--- Excerpt ---

%%

North of Susanville, California about 25 miles on 395 between the Caltrans Rest Stop and Spanish Springs Ranch is a little sign on the highway shoulder that simply states “Campground”. Turning onto and following the dirt road another seven or eight miles one will find the Ramhorn Campground complete with horse corral, picnic tables, barbecues, pit toilets and “animal” water from both a piped water system and a stream that flows between campground and road edges.
Administered by the Bureau of Land Management (BLM), Ramhorn is one of those little-used and little-known campgrounds where an individual, family or even a club can go for horsecamping, riding and relaxing. With a maximum stay of 14 days it is a “no fee” campground. In other words, it’s free.

The Campground itself is spread over about three or four acres. There’s plenty of room for trailer parking but only a few trees to high-line from. Most of the trees are junipers along the Campground’s western edge below the rim rock canyon wall.

The eastern side is open meadow setting so horses that won’t fit in the horse corral will have to be either placed in a portable corral, hot-wired, tied to a trailer or placed on a grounded picket line. The entire Campground is fenced with split rail along the front and four-strand barbwire along the other three sides. Cattle guards protect the entrance and exit of the circular driveway.

The horse corral is limited in size to about three, maybe four, compatible horses. Five or six horses can be tied to the rails inside the corral but it would be a tight squeeze especially at feeding times.

To get out of the Campground since it’s completely fenced and cattle guarded along the road, one has to exit and enter the drop wire gate at the back corner just beyond the pit toilets. The trail follows along the top of the rim rock canyon which borders the west side. Suddenly the trail will end and you’re on your own in selecting the direction you may want to travel.

%%

--- Extracted records ---

%%

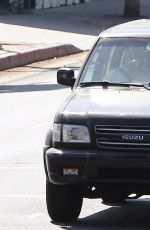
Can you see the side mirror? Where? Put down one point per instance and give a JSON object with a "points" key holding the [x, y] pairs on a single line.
{"points": [[65, 76]]}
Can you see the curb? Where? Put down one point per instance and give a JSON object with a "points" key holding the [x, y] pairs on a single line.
{"points": [[22, 58]]}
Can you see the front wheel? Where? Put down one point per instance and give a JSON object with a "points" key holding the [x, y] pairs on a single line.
{"points": [[64, 202]]}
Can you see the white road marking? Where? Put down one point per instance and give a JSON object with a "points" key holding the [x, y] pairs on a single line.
{"points": [[20, 167], [35, 215], [22, 196], [39, 126]]}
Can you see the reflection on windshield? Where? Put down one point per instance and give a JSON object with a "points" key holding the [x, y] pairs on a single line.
{"points": [[119, 60]]}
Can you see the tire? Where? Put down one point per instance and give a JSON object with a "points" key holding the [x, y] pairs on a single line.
{"points": [[64, 202]]}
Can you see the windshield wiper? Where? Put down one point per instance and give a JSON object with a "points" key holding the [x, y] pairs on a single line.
{"points": [[107, 83]]}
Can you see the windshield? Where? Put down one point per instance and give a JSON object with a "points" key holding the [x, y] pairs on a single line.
{"points": [[124, 60]]}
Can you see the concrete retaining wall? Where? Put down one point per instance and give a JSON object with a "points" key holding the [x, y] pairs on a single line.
{"points": [[56, 3]]}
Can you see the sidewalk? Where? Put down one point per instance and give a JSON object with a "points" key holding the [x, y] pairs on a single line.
{"points": [[50, 33]]}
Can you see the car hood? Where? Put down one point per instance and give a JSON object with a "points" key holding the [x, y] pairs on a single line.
{"points": [[98, 102]]}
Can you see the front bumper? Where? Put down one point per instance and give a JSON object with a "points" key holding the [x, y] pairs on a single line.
{"points": [[97, 166]]}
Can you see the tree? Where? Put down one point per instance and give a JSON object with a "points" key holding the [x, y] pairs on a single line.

%%

--- Job ---
Continue the Ramhorn Campground piece from the point where it stops.

--- Output ---
One can turn east and work down and across the stream to the dirt road which continues on past the Campground. Following the road is the easiest route because of the rock conditions. But regardless of the direction traveled, a compass and a map from the BLM office in Susanville (705 Hall Street) is mandatory!

The country is basically lava, juniper, sand, sagebrush and a lot of canyons. You can start out in one direction only to ride a few hundred feet and come to a deep crack in the rocks which can be neither safely stepped or jumped over because of the unstable footing on both sides. Other times, one can ride up into one of the numerous rim rock canyons rising to over a hundred feet high on each side to have it suddenly narrow and then completely close ahead of you. And in some situations what may look like a vast flat of tabletop lava will suddenly drop off to a stream and meadow several feet below you. To get down, one has to weave and wind through and over broken rocks. It’s the type of country that can be a real challenge to ride. The type of country one can quickly get turned around in because one rim rock canyon will suddenly look like the one you just left!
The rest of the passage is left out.